>> Start PASSAGE
I. The Gifts in Pentecostal Thought
A. Speaking in tongues
We mentioned that there are three gifts of the Spirit that the Pentecostal movement emphasizes above all the others: speaking in tongues, faith healing, and on-going revelation. Of these three, speaking in tongues is the most prominent.
The first recorded incident of speaking in tongues is found in the events that transpired on the day of Pentecost. In fact, it is in this event that the presence of the Spirit and speaking in tongues are linked. This is also why those who today yet maintain the gift of speaking in tongues are often referred to as Pentecostals.
We read of this event in Acts 2:1-4:
And when the day of Pentecost was fully come; they were all with one accord in one place. And suddenly there came a sound from heaven as of a rushing mighty wind, and it filled all the house where they were sitting, And there appeared unto them cloven tongues like as of fire, and ii sat upon each of them. And they were filled with the Holy Ghost, and began to speak with other tongues, as the Spirit gave them utterance.
It is to this third sign of the Spirit’s presence in the church, viz., speaking with other tongues as the Spirit gave them utterance, that the Pentecostal calls our attention. He does so because, of these three signs, this was the only one that continued after that day of Pentecost. The miracle that was performed that day is easily explained: when the Spirit entered into the hearts of the disciples of Christ, they began to speak in “other tongues,” that is to say, in foreign languages. These men, who were simple Galileans and not scholars in foreign languages, suddenly by means of the Holy Spirit began to speak in many different foreign languages so that many who were present from other countries could understand what they preached on that day. Neither did this sign of the outpouring of the Spirit cease upon that day.
The Pentecostal directs our attention to what he believes are four other instances in Acts that speak of this.
The first is found in Acts 8:14-17, where we find the church of Jerusalem sending Peter and John to Samaria, where the evangelist Philip had preached.
Now when the apostles which were at Jerusalem heard that Samaria had received the word of God, they sent unto them Peter and John: who, when they were come down, prayed for them, that they might receive the Holy Ghost: (For as of yet he was fallen upon none of them: only they were baptized in the name of the Lord Jesus.) Then laid they their hands on them, and they received the Holy Ghost.”
>> End PASSAGE
>> Start PROVIDED DATA
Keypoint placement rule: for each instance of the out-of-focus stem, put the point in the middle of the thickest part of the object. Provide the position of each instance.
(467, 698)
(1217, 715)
>> End PROVIDED DATA
◆ **OBJECTIVE 1**
In the passage on speaking in tongues, which of the three signs of the Spirit's presence on the day of Pentecost was the only one that continued afterward?
◆ **OBJECTIVE 2**
Extend the passage on speaking in tongues, starting after its last sentence.

◆ **RESULT 1**
Speaking with other tongues as the Spirit gave them utterance.

◆ **RESULT 2**
Although it is not explicitly stated, it is argued, and that reasonably so, that, when Peter and John laid their hands upon the Samaritans, the Spirit came upon these Samaritans so that, as a result, they spoke in other tongues. This is why Simon the Sorcerer wanted to buy the power to bestow this gift on others.
The second instance of the pouring out of the Spirit on someone which resulted in speaking in tongues is that of the apostle Paul himself and his conversion in Acts 9:17. “And Ananias went his way and entered into the house; and putting his hands on him said, Brother Saul, the Lord, even Jesus, that appeared unto thee in the way as thou camest, hath sent me, that thou mightest receive the Holy Ghost. And immediately there fell from his eyes as it had been scales: and he received sight forthwith, and arose, and was baptized.” This verse does not necessarily establish the claim of the Pentecostals that Paul spoke in tongues at that time, but it does establish the fact that the Holy Spirit was poured out on him. Later too, in I Corinthians 14:18, Paul testifies to his speaking in tongues.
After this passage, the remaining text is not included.